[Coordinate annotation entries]
<<<<

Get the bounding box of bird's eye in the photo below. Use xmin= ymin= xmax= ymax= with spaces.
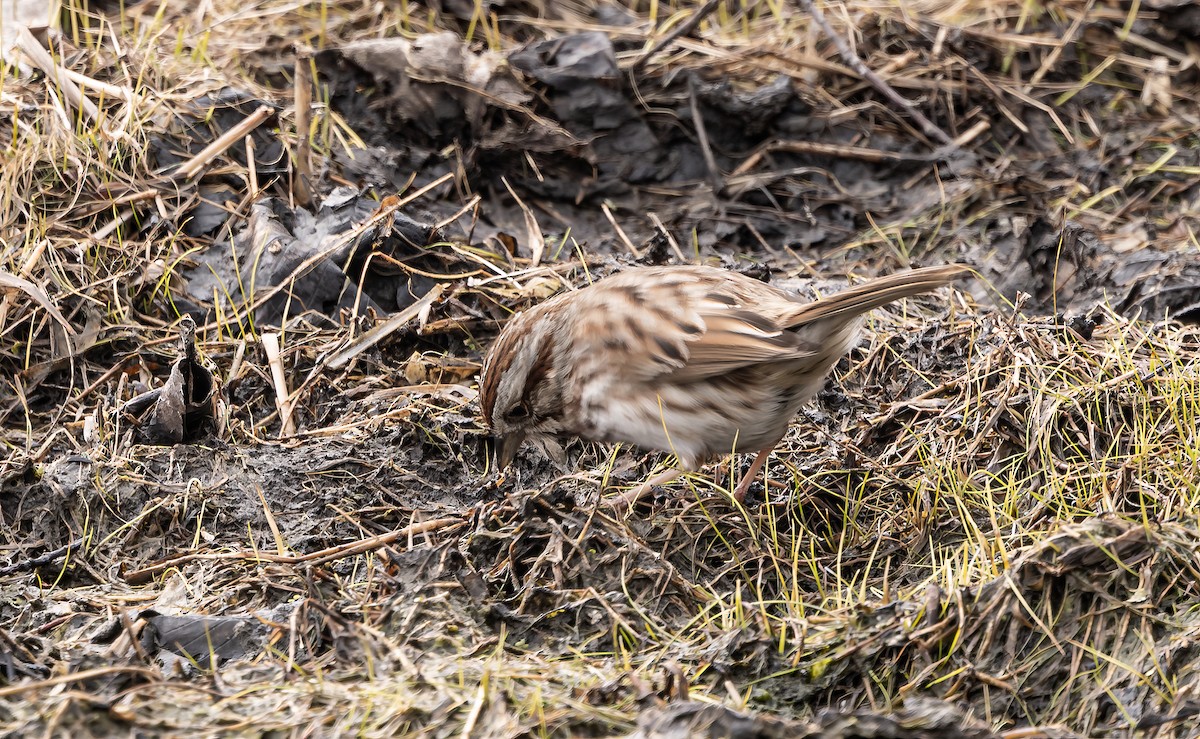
xmin=508 ymin=403 xmax=529 ymax=421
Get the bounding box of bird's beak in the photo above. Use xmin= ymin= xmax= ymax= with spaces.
xmin=496 ymin=431 xmax=524 ymax=469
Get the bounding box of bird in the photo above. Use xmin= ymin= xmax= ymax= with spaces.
xmin=479 ymin=264 xmax=971 ymax=511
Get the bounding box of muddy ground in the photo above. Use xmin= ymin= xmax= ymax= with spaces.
xmin=7 ymin=2 xmax=1200 ymax=737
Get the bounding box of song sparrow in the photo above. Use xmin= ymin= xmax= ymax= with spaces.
xmin=480 ymin=265 xmax=970 ymax=507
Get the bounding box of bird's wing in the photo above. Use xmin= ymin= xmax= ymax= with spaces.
xmin=576 ymin=268 xmax=818 ymax=381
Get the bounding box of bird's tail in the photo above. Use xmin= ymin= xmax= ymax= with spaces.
xmin=787 ymin=264 xmax=972 ymax=325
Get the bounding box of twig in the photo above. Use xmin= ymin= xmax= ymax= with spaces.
xmin=292 ymin=48 xmax=313 ymax=208
xmin=17 ymin=26 xmax=100 ymax=124
xmin=172 ymin=106 xmax=272 ymax=180
xmin=629 ymin=0 xmax=721 ymax=74
xmin=600 ymin=203 xmax=642 ymax=259
xmin=688 ymin=74 xmax=725 ymax=194
xmin=318 ymin=282 xmax=446 ymax=370
xmin=125 ymin=518 xmax=466 ymax=583
xmin=0 ymin=536 xmax=84 ymax=577
xmin=263 ymin=331 xmax=296 ymax=437
xmin=646 ymin=211 xmax=688 ymax=264
xmin=0 ymin=665 xmax=162 ymax=698
xmin=799 ymin=0 xmax=956 ymax=148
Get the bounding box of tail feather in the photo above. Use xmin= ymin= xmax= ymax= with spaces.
xmin=787 ymin=264 xmax=972 ymax=326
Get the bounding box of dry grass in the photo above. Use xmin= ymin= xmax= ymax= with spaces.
xmin=0 ymin=0 xmax=1200 ymax=737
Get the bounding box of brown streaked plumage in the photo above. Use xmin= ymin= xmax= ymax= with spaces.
xmin=480 ymin=260 xmax=970 ymax=505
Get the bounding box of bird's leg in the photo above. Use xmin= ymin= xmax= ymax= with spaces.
xmin=733 ymin=446 xmax=774 ymax=503
xmin=607 ymin=467 xmax=683 ymax=516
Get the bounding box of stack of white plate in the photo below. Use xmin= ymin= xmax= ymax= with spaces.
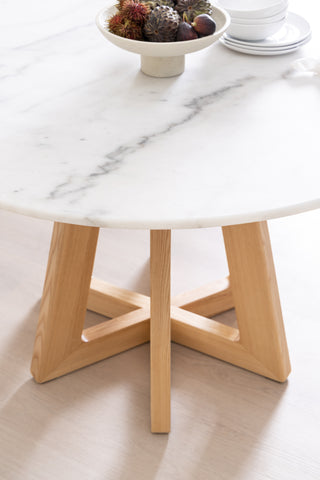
xmin=219 ymin=0 xmax=288 ymax=40
xmin=218 ymin=0 xmax=311 ymax=55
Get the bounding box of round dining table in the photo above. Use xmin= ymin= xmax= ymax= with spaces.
xmin=0 ymin=0 xmax=320 ymax=433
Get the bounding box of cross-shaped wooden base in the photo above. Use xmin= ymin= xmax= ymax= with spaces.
xmin=31 ymin=222 xmax=290 ymax=433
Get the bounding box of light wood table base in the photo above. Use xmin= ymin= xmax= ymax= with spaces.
xmin=31 ymin=222 xmax=290 ymax=433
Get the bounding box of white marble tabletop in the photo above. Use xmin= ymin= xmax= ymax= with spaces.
xmin=0 ymin=0 xmax=320 ymax=228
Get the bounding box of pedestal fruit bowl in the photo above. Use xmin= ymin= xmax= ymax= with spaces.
xmin=96 ymin=2 xmax=230 ymax=77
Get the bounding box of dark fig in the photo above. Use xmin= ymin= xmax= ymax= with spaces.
xmin=176 ymin=22 xmax=198 ymax=42
xmin=191 ymin=13 xmax=216 ymax=37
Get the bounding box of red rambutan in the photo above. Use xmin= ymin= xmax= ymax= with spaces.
xmin=121 ymin=0 xmax=150 ymax=25
xmin=109 ymin=12 xmax=143 ymax=40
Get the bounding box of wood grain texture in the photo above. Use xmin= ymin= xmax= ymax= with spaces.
xmin=223 ymin=222 xmax=291 ymax=382
xmin=0 ymin=211 xmax=320 ymax=480
xmin=87 ymin=278 xmax=150 ymax=318
xmin=171 ymin=278 xmax=234 ymax=317
xmin=150 ymin=230 xmax=171 ymax=433
xmin=31 ymin=223 xmax=99 ymax=382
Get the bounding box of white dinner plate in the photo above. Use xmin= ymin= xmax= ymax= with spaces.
xmin=225 ymin=12 xmax=311 ymax=48
xmin=223 ymin=34 xmax=311 ymax=52
xmin=220 ymin=35 xmax=311 ymax=55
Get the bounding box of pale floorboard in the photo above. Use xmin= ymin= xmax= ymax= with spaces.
xmin=0 ymin=212 xmax=320 ymax=480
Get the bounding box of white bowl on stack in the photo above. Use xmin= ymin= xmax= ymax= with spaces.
xmin=219 ymin=0 xmax=288 ymax=40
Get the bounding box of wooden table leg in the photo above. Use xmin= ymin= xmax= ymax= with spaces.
xmin=150 ymin=230 xmax=171 ymax=433
xmin=31 ymin=223 xmax=99 ymax=382
xmin=223 ymin=222 xmax=290 ymax=382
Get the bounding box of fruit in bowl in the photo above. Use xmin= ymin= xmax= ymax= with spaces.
xmin=96 ymin=0 xmax=230 ymax=77
xmin=108 ymin=0 xmax=216 ymax=42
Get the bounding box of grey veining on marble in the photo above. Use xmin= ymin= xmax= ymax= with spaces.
xmin=0 ymin=0 xmax=320 ymax=228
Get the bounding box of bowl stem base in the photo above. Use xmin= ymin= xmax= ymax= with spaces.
xmin=141 ymin=55 xmax=184 ymax=77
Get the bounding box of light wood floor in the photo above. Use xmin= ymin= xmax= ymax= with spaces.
xmin=0 ymin=212 xmax=320 ymax=480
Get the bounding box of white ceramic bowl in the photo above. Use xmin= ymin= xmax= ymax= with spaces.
xmin=218 ymin=0 xmax=288 ymax=19
xmin=231 ymin=7 xmax=288 ymax=25
xmin=227 ymin=17 xmax=286 ymax=41
xmin=96 ymin=6 xmax=230 ymax=77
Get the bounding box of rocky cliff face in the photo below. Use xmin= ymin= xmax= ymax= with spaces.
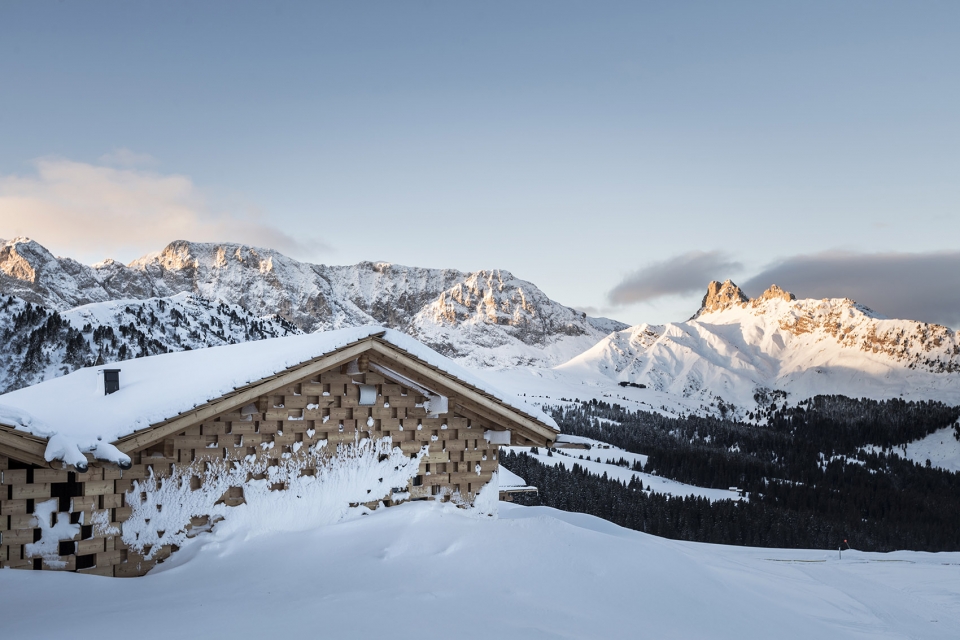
xmin=559 ymin=281 xmax=960 ymax=412
xmin=0 ymin=238 xmax=626 ymax=388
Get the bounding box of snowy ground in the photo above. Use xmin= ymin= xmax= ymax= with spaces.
xmin=484 ymin=367 xmax=700 ymax=416
xmin=0 ymin=502 xmax=960 ymax=640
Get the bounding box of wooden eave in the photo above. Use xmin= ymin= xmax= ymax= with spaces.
xmin=0 ymin=425 xmax=50 ymax=467
xmin=0 ymin=333 xmax=557 ymax=466
xmin=114 ymin=333 xmax=557 ymax=454
xmin=372 ymin=337 xmax=558 ymax=446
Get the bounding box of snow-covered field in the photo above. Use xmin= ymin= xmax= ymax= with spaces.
xmin=892 ymin=427 xmax=960 ymax=471
xmin=0 ymin=502 xmax=960 ymax=640
xmin=508 ymin=436 xmax=741 ymax=501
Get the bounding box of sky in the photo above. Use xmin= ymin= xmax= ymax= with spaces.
xmin=0 ymin=0 xmax=960 ymax=327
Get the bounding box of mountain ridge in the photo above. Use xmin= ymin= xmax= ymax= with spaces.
xmin=0 ymin=238 xmax=627 ymax=388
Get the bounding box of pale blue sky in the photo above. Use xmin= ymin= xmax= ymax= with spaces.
xmin=0 ymin=1 xmax=960 ymax=323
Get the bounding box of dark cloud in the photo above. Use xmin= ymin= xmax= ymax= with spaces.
xmin=607 ymin=251 xmax=743 ymax=305
xmin=743 ymin=251 xmax=960 ymax=327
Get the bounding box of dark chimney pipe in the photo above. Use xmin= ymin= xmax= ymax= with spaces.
xmin=103 ymin=369 xmax=120 ymax=396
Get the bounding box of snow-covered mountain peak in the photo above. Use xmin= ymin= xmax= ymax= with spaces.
xmin=558 ymin=281 xmax=960 ymax=416
xmin=0 ymin=238 xmax=627 ymax=387
xmin=694 ymin=280 xmax=750 ymax=318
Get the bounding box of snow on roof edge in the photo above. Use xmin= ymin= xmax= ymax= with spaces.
xmin=0 ymin=326 xmax=559 ymax=462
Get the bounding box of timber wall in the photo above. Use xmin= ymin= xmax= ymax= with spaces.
xmin=0 ymin=368 xmax=502 ymax=577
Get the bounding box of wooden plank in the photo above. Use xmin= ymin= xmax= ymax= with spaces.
xmin=0 ymin=469 xmax=27 ymax=484
xmin=373 ymin=340 xmax=557 ymax=446
xmin=3 ymin=529 xmax=33 ymax=545
xmin=10 ymin=482 xmax=50 ymax=500
xmin=0 ymin=425 xmax=50 ymax=467
xmin=77 ymin=538 xmax=104 ymax=556
xmin=33 ymin=469 xmax=69 ymax=482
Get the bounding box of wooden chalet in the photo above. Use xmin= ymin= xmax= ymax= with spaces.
xmin=0 ymin=327 xmax=557 ymax=576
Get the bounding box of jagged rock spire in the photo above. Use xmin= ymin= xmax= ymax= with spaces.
xmin=697 ymin=280 xmax=750 ymax=315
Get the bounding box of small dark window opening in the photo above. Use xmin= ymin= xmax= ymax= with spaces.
xmin=50 ymin=473 xmax=83 ymax=513
xmin=103 ymin=369 xmax=120 ymax=395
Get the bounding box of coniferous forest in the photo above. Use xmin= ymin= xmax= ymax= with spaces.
xmin=501 ymin=396 xmax=960 ymax=551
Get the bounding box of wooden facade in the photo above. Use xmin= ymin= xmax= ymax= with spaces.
xmin=0 ymin=338 xmax=555 ymax=577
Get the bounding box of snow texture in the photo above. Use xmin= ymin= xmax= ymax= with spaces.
xmin=0 ymin=327 xmax=556 ymax=460
xmin=0 ymin=500 xmax=960 ymax=640
xmin=24 ymin=498 xmax=80 ymax=569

>>>>

#### Objective:
Rewrite the records from the line with "Get the bounding box of sky" up to and including the line with "xmin=0 ymin=326 xmax=559 ymax=462", changing "dark" to "black" and keeping everything else the same.

#### Correct output:
Get the bounding box of sky in the photo above. Use xmin= ymin= xmax= ymax= with spaces.
xmin=0 ymin=0 xmax=960 ymax=327
Get the bounding box of mountain ridge in the photo above. Use xmin= ymin= xmax= ymax= with spaces.
xmin=0 ymin=238 xmax=627 ymax=388
Get the bounding box of pale blue sky in the photo above. Use xmin= ymin= xmax= ymax= with spaces.
xmin=0 ymin=1 xmax=960 ymax=323
Get the bounding box of black cloud in the photo above. Use xmin= ymin= xmax= ymax= with spaces.
xmin=607 ymin=251 xmax=743 ymax=305
xmin=743 ymin=251 xmax=960 ymax=327
Get the bounding box of black chimney pipe in the photo above. Use xmin= ymin= xmax= ymax= with spaces.
xmin=103 ymin=369 xmax=120 ymax=396
Get the bounding box of snow-covered mountain peak in the photo above. Use xmin= ymin= xmax= ymax= with spaces.
xmin=558 ymin=281 xmax=960 ymax=416
xmin=0 ymin=238 xmax=627 ymax=387
xmin=694 ymin=280 xmax=750 ymax=318
Get the bounding box of snow on roof edge in the photo above. Use xmin= ymin= xmax= ymax= with spaces.
xmin=0 ymin=326 xmax=559 ymax=462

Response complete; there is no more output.